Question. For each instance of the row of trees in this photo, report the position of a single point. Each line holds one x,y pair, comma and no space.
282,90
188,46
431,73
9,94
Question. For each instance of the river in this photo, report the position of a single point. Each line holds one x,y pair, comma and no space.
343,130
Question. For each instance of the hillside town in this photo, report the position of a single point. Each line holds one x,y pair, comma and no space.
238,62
= = = = =
### PROBLEM
Rewrite every line of the items above, requests included, multiplying each x and y coordinate in the answers by 1.65 and rounding to the nearest whole number, with halves rounded up.

### WRITTEN ANSWER
Question. For each instance of the row of trees in this photo, report the position of a single point. Each line holds one x,y pair, comma and no space.
465,149
310,76
711,120
15,155
Question. For each instance of the river in this photo, report the position of a single point. Each line holds one x,y pair, comma and no space.
566,215
Question. For each instance of the hillside town in this photo, report the position of a single point. Each line holds one x,y pair, comma and no space.
393,102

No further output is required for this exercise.